◆ **What is required**: Using the text on the Swedish–Novgorodian Wars, decide whether each statement below agrees with it, answering yes or no and quoting the deciding words. (a) The wars were fought over control of the Gulf of Finland. (b) The Pope issued official crusade bulls for these conflicts before the 14th century. (c) Sveinn Hákonarson raided Ladoga in 997.

◆ **Document text**:
The Swedish–Novgorodian Wars were a series of armed conflicts in the 12th and 13th centuries between the Novgorod Republic and medieval Sweden over control of the Gulf of Finland. The area formed part of the trade route from the Varangians to the Greeks and was strategically important for commerce, later becoming significant to the Hanseatic League. The clashes between Catholic Swedes and Orthodox Novgorodians carried religious overtones, although no evidence exists of official crusade bulls being issued by the Pope before the 14th century.

==Background==
Scandinavians maintained trade relations and other links with Novgorod from the Viking Age onwards. Merchants from Gotland operated both their own trading house (Gutagård) and Saint Olaf's Church in Novgorod. Scandinavians also conducted occasional raids on Novgorodian settlements. Eiríkr Hákonarson raided Ladoga in 997, and his brother Sveinn Hákonarson did the same in 1015.

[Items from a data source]
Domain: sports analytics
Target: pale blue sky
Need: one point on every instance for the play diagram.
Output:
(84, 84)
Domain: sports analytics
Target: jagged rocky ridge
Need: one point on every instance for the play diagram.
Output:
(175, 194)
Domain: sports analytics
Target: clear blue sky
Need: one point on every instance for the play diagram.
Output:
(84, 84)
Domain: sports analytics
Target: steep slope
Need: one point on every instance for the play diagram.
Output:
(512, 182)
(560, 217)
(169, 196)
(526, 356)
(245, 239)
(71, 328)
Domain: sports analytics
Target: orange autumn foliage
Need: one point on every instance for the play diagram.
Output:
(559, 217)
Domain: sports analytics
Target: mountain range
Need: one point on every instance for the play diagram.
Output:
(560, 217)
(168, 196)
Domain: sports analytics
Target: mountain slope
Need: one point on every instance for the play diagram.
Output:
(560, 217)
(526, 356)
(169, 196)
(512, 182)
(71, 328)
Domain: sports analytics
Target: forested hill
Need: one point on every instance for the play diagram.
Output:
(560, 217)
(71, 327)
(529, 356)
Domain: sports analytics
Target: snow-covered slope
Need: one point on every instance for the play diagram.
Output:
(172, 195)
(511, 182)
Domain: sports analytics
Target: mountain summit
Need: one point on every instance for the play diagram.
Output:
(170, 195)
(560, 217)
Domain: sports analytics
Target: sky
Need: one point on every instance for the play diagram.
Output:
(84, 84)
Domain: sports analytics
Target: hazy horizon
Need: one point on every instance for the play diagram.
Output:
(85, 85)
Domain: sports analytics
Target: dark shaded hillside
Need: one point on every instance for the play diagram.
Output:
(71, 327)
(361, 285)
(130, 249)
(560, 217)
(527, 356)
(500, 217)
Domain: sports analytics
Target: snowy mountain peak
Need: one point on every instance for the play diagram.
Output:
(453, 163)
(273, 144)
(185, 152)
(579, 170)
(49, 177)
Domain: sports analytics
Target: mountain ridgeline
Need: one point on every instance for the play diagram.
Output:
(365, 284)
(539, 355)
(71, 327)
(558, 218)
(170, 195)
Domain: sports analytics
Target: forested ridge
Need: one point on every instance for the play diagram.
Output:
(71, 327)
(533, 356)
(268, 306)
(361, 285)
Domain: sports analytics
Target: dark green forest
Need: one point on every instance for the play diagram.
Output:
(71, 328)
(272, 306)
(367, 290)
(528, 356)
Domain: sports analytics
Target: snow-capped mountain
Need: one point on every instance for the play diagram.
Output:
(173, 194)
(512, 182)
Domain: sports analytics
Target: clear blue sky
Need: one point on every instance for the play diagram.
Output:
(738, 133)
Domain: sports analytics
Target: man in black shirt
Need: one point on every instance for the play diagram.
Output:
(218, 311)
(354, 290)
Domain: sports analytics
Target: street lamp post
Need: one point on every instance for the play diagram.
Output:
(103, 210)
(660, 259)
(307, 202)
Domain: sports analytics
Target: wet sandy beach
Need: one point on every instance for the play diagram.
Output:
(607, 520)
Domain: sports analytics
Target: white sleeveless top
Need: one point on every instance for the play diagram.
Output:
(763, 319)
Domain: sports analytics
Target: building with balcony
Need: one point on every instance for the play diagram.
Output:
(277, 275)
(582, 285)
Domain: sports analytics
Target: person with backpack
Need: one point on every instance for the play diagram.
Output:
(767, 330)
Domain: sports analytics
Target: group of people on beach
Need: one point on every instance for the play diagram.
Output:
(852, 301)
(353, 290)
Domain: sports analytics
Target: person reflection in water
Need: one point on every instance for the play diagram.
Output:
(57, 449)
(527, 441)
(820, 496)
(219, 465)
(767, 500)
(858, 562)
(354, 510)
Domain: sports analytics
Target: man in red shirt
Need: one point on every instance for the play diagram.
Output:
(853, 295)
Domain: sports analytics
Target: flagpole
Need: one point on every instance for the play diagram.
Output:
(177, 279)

◆ **Worked solution**:
(a) Yes: "over control of the Gulf of Finland"
(b) No: "no evidence exists of official crusade bulls being issued by the Pope before the 14th century"
(c) No: "Eiríkr Hákonarson raided Ladoga in 997, and his brother Sveinn Hákonarson did the same in 1015"